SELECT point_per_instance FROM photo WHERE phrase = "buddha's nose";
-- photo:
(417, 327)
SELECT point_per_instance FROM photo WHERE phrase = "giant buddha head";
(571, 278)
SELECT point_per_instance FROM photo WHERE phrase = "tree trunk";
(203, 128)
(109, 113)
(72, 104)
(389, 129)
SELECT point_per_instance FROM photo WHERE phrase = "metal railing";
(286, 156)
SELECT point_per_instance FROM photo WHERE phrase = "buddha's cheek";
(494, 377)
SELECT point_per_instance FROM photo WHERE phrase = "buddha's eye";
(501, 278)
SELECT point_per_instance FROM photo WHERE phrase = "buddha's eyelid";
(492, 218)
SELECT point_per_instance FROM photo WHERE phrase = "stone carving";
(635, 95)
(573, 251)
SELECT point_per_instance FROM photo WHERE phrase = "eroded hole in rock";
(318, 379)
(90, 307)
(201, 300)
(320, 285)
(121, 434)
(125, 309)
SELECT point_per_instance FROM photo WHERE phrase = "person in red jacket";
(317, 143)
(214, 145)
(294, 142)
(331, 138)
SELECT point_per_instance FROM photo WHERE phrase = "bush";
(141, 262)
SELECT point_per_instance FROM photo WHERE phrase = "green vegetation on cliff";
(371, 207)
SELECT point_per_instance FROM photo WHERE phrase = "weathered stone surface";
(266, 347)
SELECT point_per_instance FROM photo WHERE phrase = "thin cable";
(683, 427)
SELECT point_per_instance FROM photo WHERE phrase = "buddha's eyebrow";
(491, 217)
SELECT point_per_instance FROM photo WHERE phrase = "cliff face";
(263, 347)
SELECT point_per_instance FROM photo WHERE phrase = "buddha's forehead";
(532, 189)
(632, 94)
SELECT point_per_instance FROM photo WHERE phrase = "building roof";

☆ ☆ ☆

__Activity__:
Would you transcribe the data above exactly as it stands?

__Answer to the problem__:
SELECT point_per_instance FROM photo WHERE phrase = "buddha's nose";
-- photo:
(417, 327)
SELECT point_per_instance FROM photo WHERE phrase = "giant buddha head";
(571, 278)
SELECT point_per_instance FROM photo WHERE phrase = "tree trunk";
(203, 128)
(109, 113)
(72, 104)
(389, 129)
SELECT point_per_instance FROM photo WHERE phrase = "metal railing";
(286, 156)
SELECT point_per_instance FROM photo WHERE phrase = "buddha's cheek";
(494, 377)
SELECT point_per_instance FROM photo WHERE phrase = "buddha's eye";
(501, 278)
SELECT point_per_instance FROM photo WHERE phrase = "buddha's eyelid";
(492, 218)
SELECT point_per_instance FROM photo WHERE phrase = "stone carving";
(635, 95)
(573, 251)
SELECT point_per_instance FROM photo WHERE phrase = "eroded hole in rock";
(318, 379)
(90, 307)
(201, 300)
(320, 285)
(121, 434)
(125, 309)
SELECT point_per_instance FROM photo WHERE phrase = "person in red jacket";
(317, 143)
(214, 145)
(294, 142)
(331, 138)
SELECT point_per_instance FROM photo WHERE phrase = "bush";
(141, 262)
SELECT point_per_instance FROM photo WHERE phrase = "green vegetation on cliff";
(371, 207)
SELECT point_per_instance FROM photo WHERE phrase = "weathered stone surface";
(266, 347)
SELECT point_per_instance FROM photo WHERE phrase = "thin cable";
(683, 427)
SELECT point_per_instance FROM photo WHERE phrase = "buddha's eyebrow";
(491, 217)
SELECT point_per_instance FROM photo WHERE phrase = "cliff face";
(263, 347)
SELECT point_per_instance FROM photo WHERE phrase = "buddha's forehead";
(532, 189)
(632, 94)
SELECT point_per_instance FROM photo WHERE phrase = "building roof";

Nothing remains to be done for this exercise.